Set task ▸
Please return the full GPU passthrough issue thread below, word for word, leaving out the listing that follows it.

Single-GPU-Passthrough icon indicating copy to clipboard operation
Single-GPU-Passthrough copied to clipboard

VM doesn't start because the nvidia modules don't want to unload

Open ultra-azu opened this issue 4 years ago • 3 comments

Title says it all. The only thing that virt-manager says is Error starting domain: Cannot recv data: Connection reset by peer, after a long while of waiting. Executing the script individually gives the following output:

+ echo 0 + echo 0 + echo efi-framebuffer.0 + sleep 3 + modprobe -r nvidia-drm modprobe: FATAL: Module nvidia_drm is in use. + modprobe -r nvidia-modeset modprobe: FATAL: Module nvidia_modeset is in use. + modprobe -r nvidia modprobe: FATAL: Module nvidia_drm is in use. modprobe: FATAL: Error running remove command for nvidia + modprobe -r ipmi_devintf + modprobe -r ipmi_msghandler modprobe: FATAL: Module ipmi_msghandler is in use. + virsh nodedev-detach pci_0000_08_00_0

Followed by hanging there. I'll provide any other information you need.

ultra-azu avatar Jun 11 '20 13:06 ultra-azu

I have the same problem with nvidia drivers 455xx and 450xx, but 440.100 and 435xx work.

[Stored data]
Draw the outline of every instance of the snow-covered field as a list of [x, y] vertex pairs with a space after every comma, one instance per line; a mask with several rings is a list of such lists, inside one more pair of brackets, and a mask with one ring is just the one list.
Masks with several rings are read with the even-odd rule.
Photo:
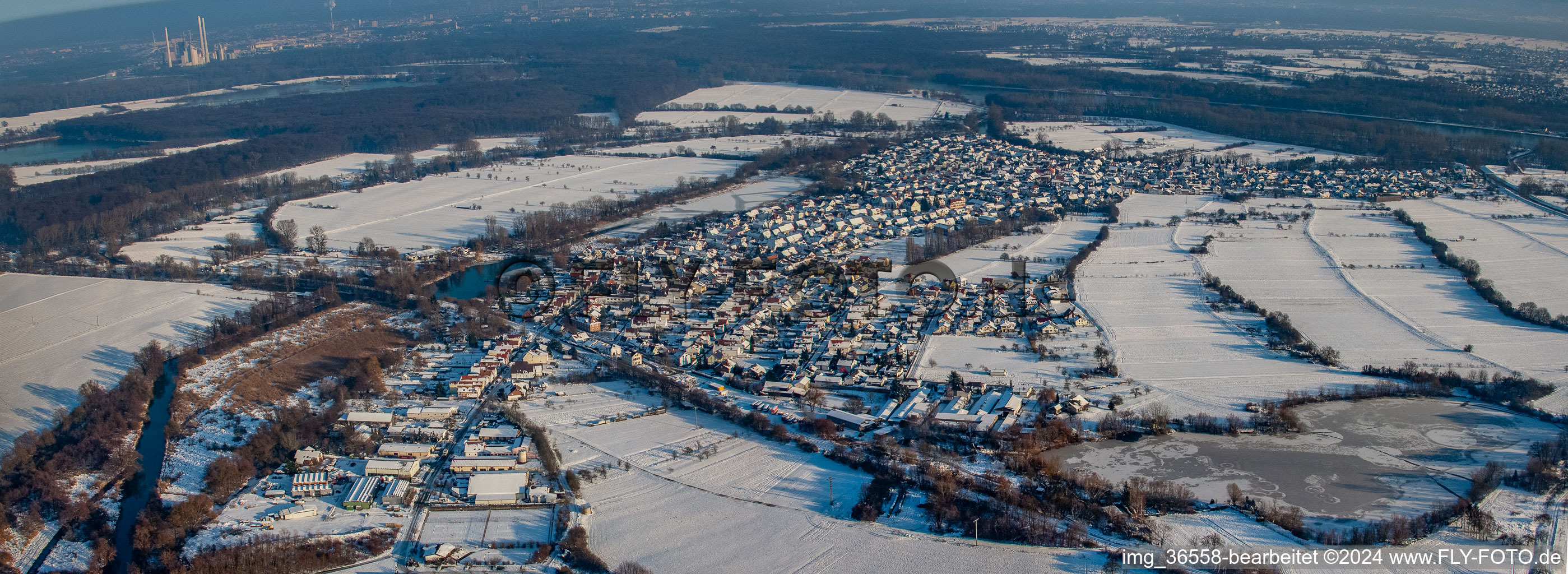
[[[659, 572], [1083, 572], [1094, 550], [994, 544], [713, 496], [652, 474], [590, 486], [596, 554]], [[713, 541], [735, 541], [713, 544]]]
[[[183, 105], [185, 102], [182, 102], [180, 99], [183, 99], [183, 97], [193, 97], [193, 96], [238, 94], [238, 93], [243, 93], [243, 91], [248, 91], [248, 89], [268, 88], [271, 85], [293, 85], [293, 83], [309, 83], [309, 82], [318, 82], [318, 80], [370, 78], [370, 77], [372, 75], [348, 75], [348, 77], [342, 77], [342, 75], [334, 75], [334, 77], [317, 75], [317, 77], [309, 77], [309, 78], [278, 80], [278, 82], [270, 82], [268, 85], [249, 83], [249, 85], [243, 85], [243, 86], [207, 89], [207, 91], [199, 91], [199, 93], [185, 94], [185, 96], [151, 97], [151, 99], [144, 99], [144, 100], [113, 102], [113, 104], [102, 104], [102, 105], [83, 105], [83, 107], [75, 107], [75, 108], [63, 108], [63, 110], [34, 111], [34, 113], [30, 113], [27, 116], [0, 118], [0, 119], [9, 122], [11, 129], [14, 129], [17, 132], [31, 132], [31, 130], [38, 129], [39, 125], [49, 124], [49, 122], [53, 122], [53, 121], [75, 119], [75, 118], [86, 118], [86, 116], [97, 114], [97, 113], [108, 113], [111, 107], [124, 107], [125, 111], [158, 110], [158, 108], [168, 108], [168, 107], [174, 107], [174, 105]], [[389, 78], [390, 75], [378, 75], [378, 77]], [[125, 111], [121, 111], [121, 113], [125, 113]]]
[[[710, 496], [840, 518], [848, 518], [853, 497], [870, 481], [870, 475], [829, 461], [823, 455], [809, 455], [792, 445], [762, 439], [756, 433], [698, 411], [671, 409], [668, 414], [599, 427], [580, 425], [582, 420], [641, 411], [657, 403], [649, 395], [618, 395], [616, 391], [629, 389], [624, 384], [605, 383], [566, 389], [572, 389], [568, 391], [572, 395], [564, 401], [552, 398], [550, 408], [544, 408], [543, 401], [530, 401], [524, 403], [524, 409], [530, 419], [546, 422], [550, 431], [560, 436], [557, 449], [561, 450], [563, 464], [571, 467], [626, 461], [633, 466], [632, 474], [654, 474], [699, 488]], [[693, 450], [687, 452], [687, 447]], [[698, 456], [709, 447], [717, 452]], [[615, 470], [610, 477], [622, 474], [626, 472]], [[602, 500], [597, 483], [588, 483], [585, 491], [591, 503], [597, 505]]]
[[[163, 155], [160, 155], [160, 157], [168, 157], [168, 155], [174, 155], [174, 154], [183, 154], [183, 152], [188, 152], [188, 151], [193, 151], [193, 149], [202, 149], [202, 147], [212, 147], [212, 146], [227, 146], [227, 144], [240, 143], [240, 141], [245, 141], [245, 140], [224, 140], [224, 141], [215, 141], [215, 143], [210, 143], [210, 144], [193, 146], [193, 147], [169, 147], [169, 149], [165, 149]], [[19, 185], [33, 185], [33, 183], [42, 183], [42, 182], [53, 182], [56, 179], [71, 179], [71, 177], [80, 176], [80, 174], [53, 174], [52, 171], [55, 171], [55, 169], [80, 169], [80, 168], [108, 169], [110, 166], [125, 166], [125, 165], [141, 163], [141, 162], [152, 160], [152, 158], [155, 158], [155, 157], [132, 157], [132, 158], [124, 158], [124, 160], [96, 160], [96, 162], [66, 162], [66, 163], [50, 163], [50, 165], [42, 165], [42, 166], [17, 166], [16, 168], [16, 182]]]
[[17, 132], [31, 132], [31, 130], [38, 129], [39, 125], [44, 125], [44, 124], [49, 124], [49, 122], [55, 122], [55, 121], [61, 121], [61, 119], [75, 119], [75, 118], [86, 118], [86, 116], [91, 116], [91, 114], [96, 114], [96, 113], [108, 113], [110, 111], [108, 108], [114, 107], [114, 105], [122, 105], [122, 107], [127, 108], [127, 111], [138, 111], [138, 110], [168, 108], [171, 105], [180, 105], [180, 102], [171, 102], [171, 97], [152, 97], [152, 99], [132, 100], [132, 102], [116, 102], [116, 104], [103, 104], [103, 105], [83, 105], [83, 107], [75, 107], [75, 108], [34, 111], [34, 113], [30, 113], [27, 116], [0, 118], [0, 121], [5, 121], [8, 124], [11, 124], [11, 129], [14, 129]]
[[[632, 464], [583, 486], [594, 513], [580, 521], [594, 552], [612, 565], [632, 560], [660, 572], [1038, 572], [1098, 568], [1105, 560], [1090, 550], [985, 541], [975, 547], [964, 538], [847, 521], [870, 480], [862, 472], [698, 411], [579, 425], [655, 398], [615, 383], [557, 391], [568, 397], [528, 401], [524, 409], [550, 428], [563, 464], [579, 470]], [[717, 452], [698, 456], [704, 449]], [[715, 539], [745, 543], [713, 546]], [[693, 552], [698, 547], [706, 550]]]
[[[1290, 207], [1272, 201], [1251, 201], [1248, 209], [1275, 215], [1303, 213], [1305, 202]], [[1231, 204], [1220, 204], [1231, 205]], [[1239, 207], [1229, 207], [1232, 212]], [[1333, 347], [1352, 369], [1361, 365], [1463, 364], [1493, 367], [1460, 348], [1427, 337], [1369, 301], [1348, 282], [1348, 270], [1331, 263], [1325, 251], [1306, 235], [1306, 224], [1250, 218], [1242, 227], [1212, 227], [1182, 223], [1198, 234], [1215, 234], [1209, 254], [1198, 265], [1269, 311], [1290, 315], [1290, 322], [1317, 345]], [[1218, 234], [1225, 234], [1220, 237]], [[1267, 262], [1267, 265], [1259, 265]]]
[[[720, 107], [742, 104], [746, 107], [773, 105], [786, 108], [798, 105], [814, 108], [815, 113], [831, 111], [839, 119], [848, 119], [855, 111], [867, 114], [886, 113], [894, 121], [913, 122], [931, 118], [963, 116], [978, 110], [969, 104], [944, 102], [906, 94], [880, 94], [858, 89], [839, 89], [822, 86], [803, 86], [795, 83], [754, 83], [737, 82], [720, 88], [702, 88], [676, 97], [665, 105], [718, 104]], [[740, 118], [742, 124], [756, 124], [767, 118], [782, 122], [806, 119], [801, 113], [754, 113], [754, 111], [643, 111], [637, 114], [640, 122], [660, 122], [670, 125], [706, 125], [724, 116]]]
[[607, 231], [610, 237], [637, 237], [652, 229], [660, 221], [674, 223], [712, 212], [743, 212], [789, 196], [809, 183], [811, 180], [803, 177], [771, 177], [748, 182], [745, 185], [732, 187], [724, 193], [715, 193], [674, 205], [665, 205], [641, 216], [605, 224], [601, 229]]
[[[428, 547], [453, 544], [475, 550], [463, 558], [464, 563], [495, 558], [521, 565], [528, 561], [535, 550], [533, 546], [524, 546], [525, 543], [550, 539], [554, 518], [554, 508], [426, 511], [425, 524], [419, 529], [419, 541]], [[514, 543], [517, 547], [488, 547], [497, 543], [502, 546]]]
[[118, 383], [149, 340], [183, 345], [213, 317], [260, 296], [205, 284], [0, 274], [0, 445], [74, 406], [82, 383]]
[[1225, 546], [1306, 544], [1303, 539], [1273, 524], [1258, 522], [1251, 516], [1232, 508], [1196, 514], [1165, 514], [1154, 518], [1152, 522], [1163, 527], [1165, 544], [1168, 546], [1203, 546], [1196, 541], [1210, 533], [1220, 535]]
[[1568, 314], [1568, 289], [1560, 282], [1568, 279], [1568, 218], [1519, 201], [1439, 198], [1392, 207], [1425, 223], [1427, 234], [1450, 242], [1455, 254], [1480, 263], [1480, 276], [1515, 304], [1530, 301]]
[[[1200, 157], [1223, 157], [1226, 154], [1245, 155], [1251, 154], [1253, 162], [1270, 163], [1281, 160], [1300, 160], [1300, 158], [1316, 158], [1319, 162], [1327, 162], [1333, 158], [1355, 158], [1350, 154], [1341, 154], [1334, 151], [1301, 147], [1269, 141], [1256, 141], [1245, 138], [1234, 138], [1228, 135], [1200, 132], [1190, 127], [1181, 127], [1176, 124], [1165, 124], [1146, 119], [1127, 119], [1127, 118], [1099, 118], [1096, 121], [1083, 122], [1013, 122], [1007, 124], [1010, 132], [1022, 133], [1024, 136], [1035, 140], [1036, 135], [1044, 135], [1052, 146], [1077, 151], [1094, 151], [1104, 149], [1105, 143], [1110, 140], [1120, 141], [1123, 152], [1138, 155], [1138, 154], [1159, 154], [1178, 149], [1192, 149], [1198, 152]], [[1163, 125], [1162, 132], [1131, 132], [1131, 133], [1107, 133], [1115, 129], [1129, 127], [1146, 127], [1146, 125]], [[1138, 143], [1143, 140], [1143, 143]], [[1220, 149], [1221, 146], [1234, 146], [1240, 143], [1251, 141], [1251, 144]]]
[[267, 514], [274, 514], [284, 508], [296, 507], [292, 499], [243, 492], [223, 507], [216, 519], [207, 522], [202, 530], [196, 532], [196, 535], [193, 535], [185, 544], [183, 552], [190, 557], [202, 547], [240, 544], [249, 536], [260, 533], [345, 536], [364, 535], [373, 529], [386, 525], [408, 527], [408, 514], [405, 513], [390, 513], [381, 507], [370, 507], [367, 510], [343, 510], [339, 503], [342, 502], [342, 496], [345, 492], [347, 486], [339, 486], [337, 492], [325, 499], [303, 499], [304, 502], [299, 505], [315, 508], [317, 516], [268, 522], [262, 521]]
[[684, 141], [659, 141], [632, 147], [599, 147], [594, 154], [649, 154], [649, 155], [665, 155], [677, 154], [677, 147], [690, 149], [691, 152], [701, 154], [726, 154], [726, 155], [756, 155], [764, 151], [779, 147], [786, 141], [792, 144], [822, 144], [831, 143], [833, 138], [825, 138], [818, 135], [812, 136], [789, 136], [789, 135], [739, 135], [729, 138], [699, 138], [699, 140], [684, 140]]
[[191, 257], [207, 262], [210, 256], [207, 248], [226, 245], [223, 237], [227, 234], [240, 234], [246, 242], [254, 242], [262, 232], [262, 223], [256, 220], [262, 210], [263, 207], [254, 207], [234, 212], [230, 216], [215, 218], [213, 221], [194, 226], [194, 229], [180, 229], [158, 235], [151, 242], [130, 243], [121, 248], [119, 252], [140, 262], [151, 262], [158, 259], [158, 256], [169, 256], [180, 262]]
[[[1018, 343], [1019, 350], [1014, 351], [1013, 343]], [[1022, 337], [931, 336], [920, 347], [913, 375], [922, 381], [944, 383], [947, 373], [955, 370], [964, 381], [1030, 386], [1046, 383], [1060, 387], [1062, 369], [1093, 367], [1091, 350], [1099, 345], [1099, 336], [1094, 334], [1094, 328], [1080, 328], [1060, 334], [1047, 343], [1058, 347], [1057, 353], [1063, 354], [1065, 359], [1036, 361], [1038, 354], [1029, 350], [1029, 340]], [[1088, 343], [1088, 348], [1079, 347], [1080, 343]], [[1004, 347], [1007, 348], [1004, 350]], [[933, 365], [931, 361], [936, 364]]]
[[[1165, 221], [1206, 199], [1140, 193], [1123, 202], [1123, 220]], [[1214, 293], [1200, 284], [1193, 256], [1176, 243], [1178, 229], [1112, 231], [1079, 267], [1074, 293], [1105, 331], [1121, 375], [1154, 389], [1129, 398], [1127, 408], [1163, 403], [1173, 414], [1223, 414], [1286, 391], [1372, 381], [1269, 350], [1239, 325], [1256, 317], [1210, 312], [1206, 300]]]
[[[486, 216], [495, 216], [510, 229], [519, 212], [546, 210], [557, 202], [574, 204], [593, 198], [613, 201], [633, 190], [665, 190], [682, 177], [729, 176], [739, 165], [740, 162], [732, 160], [693, 157], [564, 155], [521, 160], [517, 165], [503, 163], [384, 183], [359, 193], [339, 191], [293, 201], [279, 209], [274, 218], [295, 220], [301, 237], [310, 227], [321, 226], [326, 229], [328, 246], [337, 249], [353, 248], [362, 237], [400, 251], [425, 245], [452, 246], [481, 235]], [[470, 205], [480, 209], [466, 209]], [[724, 209], [734, 209], [734, 204]]]
[[[953, 273], [969, 282], [980, 282], [980, 279], [1010, 279], [1013, 276], [1013, 260], [1018, 257], [1025, 259], [1025, 271], [1030, 276], [1041, 276], [1051, 273], [1052, 270], [1062, 268], [1065, 262], [1057, 262], [1057, 257], [1073, 257], [1079, 252], [1088, 242], [1094, 240], [1094, 234], [1099, 234], [1098, 220], [1082, 220], [1073, 218], [1069, 221], [1060, 221], [1054, 224], [1040, 224], [1044, 234], [1027, 234], [1027, 235], [1008, 235], [1002, 238], [994, 238], [980, 243], [972, 248], [958, 249], [956, 252], [938, 257], [936, 260], [947, 265]], [[920, 238], [914, 240], [917, 245]], [[1004, 248], [1007, 246], [1007, 248]], [[883, 243], [881, 257], [889, 257], [894, 262], [903, 262], [905, 259], [905, 243], [903, 240], [892, 240]], [[1008, 256], [1008, 260], [1000, 259], [1002, 254]], [[869, 254], [869, 251], [867, 251]], [[1047, 262], [1030, 260], [1033, 257], [1046, 257]], [[895, 267], [894, 278], [902, 278], [902, 268]]]
[[1568, 332], [1502, 315], [1458, 271], [1439, 268], [1432, 249], [1388, 212], [1358, 210], [1355, 202], [1333, 199], [1312, 204], [1319, 207], [1308, 224], [1312, 242], [1378, 309], [1424, 339], [1449, 348], [1475, 345], [1474, 354], [1493, 364], [1546, 383], [1568, 383]]
[[[1413, 516], [1450, 502], [1486, 461], [1523, 467], [1557, 427], [1502, 408], [1438, 398], [1377, 398], [1297, 408], [1305, 431], [1240, 438], [1176, 433], [1137, 442], [1099, 441], [1060, 452], [1068, 467], [1112, 483], [1170, 480], [1201, 500], [1236, 483], [1253, 499], [1301, 507], [1323, 519]], [[1347, 524], [1327, 524], [1347, 529]], [[1173, 536], [1173, 546], [1187, 538]], [[1229, 544], [1229, 543], [1228, 543]]]
[[[252, 370], [273, 365], [268, 358], [292, 356], [325, 340], [329, 332], [339, 332], [343, 325], [372, 325], [383, 317], [370, 304], [345, 304], [188, 369], [180, 376], [177, 391], [182, 398], [174, 411], [182, 434], [171, 436], [163, 460], [163, 478], [168, 480], [160, 491], [163, 499], [182, 500], [185, 496], [201, 492], [205, 486], [207, 466], [249, 442], [251, 434], [265, 425], [278, 408], [309, 405], [318, 409], [323, 403], [320, 394], [323, 381], [304, 384], [289, 395], [282, 394], [290, 389], [279, 389], [278, 397], [252, 397], [251, 389], [237, 389], [238, 381], [251, 376]], [[279, 386], [270, 383], [268, 391]]]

Exercise answer ▸
Single-GPU-Passthrough icon indicating copy to clipboard operation
Single-GPU-Passthrough copied to clipboard

VM doesn't start because the nvidia modules don't want to unload

Open ultra-azu opened this issue 4 years ago • 3 comments

Title says it all. The only thing that virt-manager says is Error starting domain: Cannot recv data: Connection reset by peer, after a long while of waiting. Executing the script individually gives the following output:

+ echo 0 + echo 0 + echo efi-framebuffer.0 + sleep 3 + modprobe -r nvidia-drm modprobe: FATAL: Module nvidia_drm is in use. + modprobe -r nvidia-modeset modprobe: FATAL: Module nvidia_modeset is in use. + modprobe -r nvidia modprobe: FATAL: Module nvidia_drm is in use. modprobe: FATAL: Error running remove command for nvidia + modprobe -r ipmi_devintf + modprobe -r ipmi_msghandler modprobe: FATAL: Module ipmi_msghandler is in use. + virsh nodedev-detach pci_0000_08_00_0

Followed by hanging there. I'll provide any other information you need.

ultra-azu avatar Jun 11 '20 13:06 ultra-azu

I have the same problem with nvidia drivers 455xx and 450xx, but 440.100 and 435xx work.